**Source extract:**

Interview: Turner

Grotto-Fabulous: Kia Neill on Nature
Kitsch, Bison Scat, and Longing

Cameron Turner

 

Kia Neill's Terrain

“First, let your eyes adjust,” the docent said as we stepped into Kia Neill’s Terrain. We were glad we did. It was dark inside Women and Their Work gallery. After a couple minutes, our pupils dilated, and Neill’s magic began to work. Terrain encouraged the kind of reflective, poleaxed wonder normally reserved for kids plastering their faces against an FAO Schwartz window. The exhibition was a gorgeous riot of chickenwire and paper-mâché tufas, winking strands of Christmas lights, and glimmering pyramids of crystals fashioned from shattered CDs. A glowing cavescape with a few winding paths that encouraged you to get close and peer into its faux-muddy folds, the work breathed and burbled, simultaneously natural and artificial, womb-like and sepulchral. After we came up for air, Austin’s streets seemed gray and washed-out. We wished we were small enough to live inside the glittering blackness of Terrain.

If the downtown, neon-drenched strip of Reno, Nevada, suddenly gained self-consciousness and decided to birth a cave system, it would hire Kia Neill as chief consultant. Based in Houston, Neill has spent the last few years turning galleries into sophisticated, Lite-Brite riffs on landscapes, creating simulacrums of nature that, as she notes, “blur discomfort and the fantastic.”

Neill has attracted both popular and critical accolades for her work. Wayne Allan Brenner, writing for The Austin Chronicle, coined the term “fantasmaspeleological” to describe her work while lauding Terrain. Praising 2009’s exhibition Grotto, a smash at the Lawndale Art Center in Houston, Troy Shulze at the Houston Press wrote that the artist “mines our collective ideals of kitschy-sci-fi fantasy worlds to trigger an emotional response rooted in mass culture, a shared experience symbolically linked to what Neill calls the ‘invented artifact.’” If what we saw was any indication, Neill’s got her finger on that trigger, aiming for the blinged-out heart of our culture’s Kodachrome unconsciousness.

Kia Neill's Terrain

Cameron Turner: How’d you go about collecting the gaudy, gleeful hodgepodge of materials—CDs, rhinestones, wire—for Terrain? And what collections do you keep, or enjoy combing through?

Kia Neill: For the large installations, the materials are really chosen for economical reasons; what’s cheap (if not free!) and if I can efficiently manipulate these to create an effect similar to what I want. Through Craigslist I found someone giving away over 5000 of those AOL free Internet CDs, so I quickly snapped up the free bling and I still have about 4000 left. When it comes to working at such a large scale, it really is a compromise with the materials; what are my resources, how can I manipulate them, and how do I compose the effects I can create with them. I am a process-oriented artist, but my work isn’t necessarily about the materials. I have a vague notion of what I want when I go into production. Through the process of discovery in regards to material and effect, paying attention to the possible experiential impact, and really thinking about what it is exactly I’m interested in with a piece; this is when I realize what the resolve of a work should be. Sometimes where I end up is so far from what I originally thought, and sometimes it’s exactly what I envisioned. While the work is not really about process and material alone, it is a guiding resource for me as an artist when making decisions. As for smaller works, such as my Geode series, I tend to pick materials directly related to the concepts I’m interested in exploring, such as using rhinestones and fake flowers. I began this series of works with an interest in the replication of nature, or the kitschy more spectacular, more perfect, more “beautiful” version of nature that invades the home décor market. I shop primarily at craft stores and Home Depot. But sometimes I find amazing materials at discount department stores, like Marshall’s or T.J.Maxx. At the very least these stores are great for research, especially around the holidays because the housewares departments are full of all kinds of amazingly tacky, gorgeously gaudy knick-knacks; decorative glass plates, rhinestone crusted animal shaped pill boxes, crystal grapes, etc.

**Record set:**
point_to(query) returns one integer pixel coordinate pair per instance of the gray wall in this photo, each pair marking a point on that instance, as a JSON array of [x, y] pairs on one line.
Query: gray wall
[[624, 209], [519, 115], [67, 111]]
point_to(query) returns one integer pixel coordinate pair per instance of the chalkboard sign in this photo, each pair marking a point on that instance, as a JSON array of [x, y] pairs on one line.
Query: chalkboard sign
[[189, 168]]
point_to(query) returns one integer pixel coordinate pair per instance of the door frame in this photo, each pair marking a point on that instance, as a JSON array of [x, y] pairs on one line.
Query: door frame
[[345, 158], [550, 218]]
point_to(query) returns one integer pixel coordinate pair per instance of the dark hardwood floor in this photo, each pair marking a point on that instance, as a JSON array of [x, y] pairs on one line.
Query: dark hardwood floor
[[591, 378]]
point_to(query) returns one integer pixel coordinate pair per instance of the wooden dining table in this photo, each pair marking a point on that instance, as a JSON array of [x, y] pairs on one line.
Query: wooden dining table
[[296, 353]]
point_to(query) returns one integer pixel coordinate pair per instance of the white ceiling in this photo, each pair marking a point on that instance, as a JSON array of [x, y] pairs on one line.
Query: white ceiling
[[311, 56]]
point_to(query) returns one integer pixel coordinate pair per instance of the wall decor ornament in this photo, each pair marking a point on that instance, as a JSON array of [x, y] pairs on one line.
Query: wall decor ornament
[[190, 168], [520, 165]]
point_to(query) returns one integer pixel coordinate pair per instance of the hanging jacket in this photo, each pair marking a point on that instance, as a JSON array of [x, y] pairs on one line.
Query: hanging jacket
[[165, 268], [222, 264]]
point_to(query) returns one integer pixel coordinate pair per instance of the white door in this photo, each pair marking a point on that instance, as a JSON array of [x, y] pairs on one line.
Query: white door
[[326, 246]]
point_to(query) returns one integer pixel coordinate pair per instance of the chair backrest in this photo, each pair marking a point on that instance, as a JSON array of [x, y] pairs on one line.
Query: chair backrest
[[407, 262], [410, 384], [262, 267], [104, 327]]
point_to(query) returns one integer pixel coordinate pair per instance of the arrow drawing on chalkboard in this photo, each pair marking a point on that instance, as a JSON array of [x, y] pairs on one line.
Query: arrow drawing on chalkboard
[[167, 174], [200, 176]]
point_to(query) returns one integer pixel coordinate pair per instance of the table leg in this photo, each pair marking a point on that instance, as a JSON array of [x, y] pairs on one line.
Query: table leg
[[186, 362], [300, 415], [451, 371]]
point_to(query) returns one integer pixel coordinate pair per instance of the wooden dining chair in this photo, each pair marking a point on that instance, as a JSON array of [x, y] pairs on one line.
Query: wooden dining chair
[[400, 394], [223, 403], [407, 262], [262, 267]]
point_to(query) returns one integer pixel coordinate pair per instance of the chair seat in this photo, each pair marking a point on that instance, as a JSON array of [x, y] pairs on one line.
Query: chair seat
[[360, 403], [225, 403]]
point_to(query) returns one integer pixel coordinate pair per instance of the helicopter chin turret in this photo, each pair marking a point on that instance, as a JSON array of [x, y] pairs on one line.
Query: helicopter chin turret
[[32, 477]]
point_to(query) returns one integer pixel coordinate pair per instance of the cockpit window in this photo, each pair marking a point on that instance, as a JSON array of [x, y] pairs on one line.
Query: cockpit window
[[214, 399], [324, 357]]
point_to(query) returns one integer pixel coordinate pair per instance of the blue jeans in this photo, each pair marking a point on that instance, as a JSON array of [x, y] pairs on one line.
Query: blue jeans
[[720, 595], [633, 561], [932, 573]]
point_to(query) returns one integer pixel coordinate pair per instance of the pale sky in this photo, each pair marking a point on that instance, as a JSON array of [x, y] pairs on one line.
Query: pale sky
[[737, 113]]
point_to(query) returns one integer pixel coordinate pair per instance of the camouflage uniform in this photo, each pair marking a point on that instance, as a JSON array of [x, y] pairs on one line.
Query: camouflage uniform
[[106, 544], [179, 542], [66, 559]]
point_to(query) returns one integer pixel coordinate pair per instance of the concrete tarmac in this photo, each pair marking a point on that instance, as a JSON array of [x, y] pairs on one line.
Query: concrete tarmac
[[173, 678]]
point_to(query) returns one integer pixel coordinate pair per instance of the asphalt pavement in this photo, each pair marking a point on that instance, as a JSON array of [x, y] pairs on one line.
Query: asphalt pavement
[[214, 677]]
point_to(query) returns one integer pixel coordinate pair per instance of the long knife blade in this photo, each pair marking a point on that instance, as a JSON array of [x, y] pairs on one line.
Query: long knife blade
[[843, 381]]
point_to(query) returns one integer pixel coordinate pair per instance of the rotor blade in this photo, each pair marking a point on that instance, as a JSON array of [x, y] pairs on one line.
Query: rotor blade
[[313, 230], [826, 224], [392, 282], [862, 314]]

**Written exercise:**
According to the interview with Kia Neill, through which website did she find someone giving away more than 5000 AOL CDs? The items are drawn from a different source than the interview with Kia Neill.

**Task output:**
Craigslist.